Robert Fitzgerald has brought a ray of hope for those Catholics despondent about this dark time for the church in Australia. Fitzgerald is ideally-placed to offer advice on the temporal and spiritual future of the church in Australia. He has served Australia on two national commissions — as a long time member of the Productivity Commission, advising the Federal Government on ways of building a more efficient economy and, more aptly, as a member of the Royal Commission into Institutional Responses to Child Sexual Abuse.
Last week he addressed a forum of the Concerned Catholics of Canberra Goulburn, the laity-led ginger group formed in the wake of the disastrous findings of the Royal Commission.
He has sat through and assessed the grim messages of the thousands of abuse victims who gave evidence to the Commission. The commission produced a set of recommendations which among other things urged the Catholic church to embark on a path of profound change, to move away from its clerical culture, to adopt contemporary standards of governance, accountability and transparency.
Now, 18 months after the commission report, and with meagre evidence of action by many of Australia’s bishops, Fitzgerald acknowledges the “prudent leadership” of Archbishop Mark Coleridge “in these difficult times”. He also gave credit to the Australian Catholic Bishops Conference for the creation of three important bodies amid the general inaction: the Truth Justice and Healing Council, Catholic Professional Standards and the Implementation Advisory Group.

▶ **Provided records**:
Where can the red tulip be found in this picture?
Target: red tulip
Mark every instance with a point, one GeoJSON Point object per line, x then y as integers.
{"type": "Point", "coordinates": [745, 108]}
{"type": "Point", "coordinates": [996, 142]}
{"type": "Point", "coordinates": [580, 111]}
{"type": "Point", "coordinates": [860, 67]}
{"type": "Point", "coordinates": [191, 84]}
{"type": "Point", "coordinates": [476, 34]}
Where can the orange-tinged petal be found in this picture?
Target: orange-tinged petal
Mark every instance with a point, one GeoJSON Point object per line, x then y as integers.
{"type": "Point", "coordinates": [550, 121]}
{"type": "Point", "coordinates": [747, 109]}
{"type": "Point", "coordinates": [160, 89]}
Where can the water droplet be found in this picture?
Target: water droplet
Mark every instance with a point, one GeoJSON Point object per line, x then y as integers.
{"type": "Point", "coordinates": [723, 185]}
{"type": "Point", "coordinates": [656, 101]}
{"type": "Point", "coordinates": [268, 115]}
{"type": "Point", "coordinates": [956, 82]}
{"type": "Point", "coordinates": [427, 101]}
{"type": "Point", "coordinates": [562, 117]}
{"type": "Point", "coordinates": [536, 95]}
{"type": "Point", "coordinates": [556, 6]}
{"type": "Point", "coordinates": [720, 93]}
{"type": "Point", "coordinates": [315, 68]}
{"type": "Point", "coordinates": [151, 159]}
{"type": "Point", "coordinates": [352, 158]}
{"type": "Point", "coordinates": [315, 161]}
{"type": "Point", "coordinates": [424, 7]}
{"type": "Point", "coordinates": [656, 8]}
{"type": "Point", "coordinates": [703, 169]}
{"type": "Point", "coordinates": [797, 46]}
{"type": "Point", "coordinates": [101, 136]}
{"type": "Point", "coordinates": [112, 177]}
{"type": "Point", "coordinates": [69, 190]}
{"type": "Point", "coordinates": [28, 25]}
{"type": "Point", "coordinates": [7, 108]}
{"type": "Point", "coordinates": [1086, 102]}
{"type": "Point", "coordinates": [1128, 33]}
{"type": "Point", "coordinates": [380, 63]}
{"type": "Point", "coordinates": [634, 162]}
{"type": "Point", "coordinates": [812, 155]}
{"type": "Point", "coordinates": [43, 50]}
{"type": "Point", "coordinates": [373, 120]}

▶ **Written request 1**: Report every line of the listing that contains the string "Target", treating uppercase and lowercase letters as different.
▶ **Written request 2**: Carry on the article about Robert Fitzgerald and the Catholic church in Australia from the point where it stops.
The article and the listing have no connection to each other.

▶ **Task output 1**:
Target: red tulip
Target: orange-tinged petal
Target: water droplet

▶ **Task output 2**:
Fitzgerald also offers hope. He has ideas for reform and says there are grounds for optimism. It is an exciting time to be part of the church, he says. He urges Catholics to take an active role in shaping a new future for the Church by participating in the Plenary 2020. “It’s the only game in town,” he told his audience.
In contrast to the message of powerlessness often voiced by Catholics, priests and bishops, he says there exist significant powers already within the laws of the church for Catholics to begin fundamental changes to the authorities and culture of the church in Australia.
The weaknesses identified by the Royal Commission contributed to the inability of Church authorities and personnel to adequately respond to Child Sexual Abuse. Poor governance contributed to dangerous cultures and conflicted leadership that created the perfect storm within which abuse occurred and inappropriate responses were common place.
The paradox has been that there have been significant improvements in governance in many Church institutions such as health, education and community services and other ministries, but these more accountable, transparent and participatory practices had not “crossed the aisle” to dioceses and parishes.
“The Church risks further losing the trust and confidence of the people of God and the broader community, unless governance is improved. More importantly the current governance arrangements are increasingly losing legitimacy with the Church community of faithful.”
He says current Church governance, and some canons, are based (intentionally or unintentionally) on a fear of the non-ordained , especially women, a fear of outside influence ( even where that is good) and an arrogant assertion of the position of the Church in the world and maintaining the power and privilege of an ordained class.
“It too often dismisses open, transparent and accountable approaches in favour of secrecy, complexity and legalistic approaches. It shuns genuine participation.
The Plenary 2020 may bring forth new insights and give renewed momentum for new approaches. “In hope and out of humility improved governance can emerge.”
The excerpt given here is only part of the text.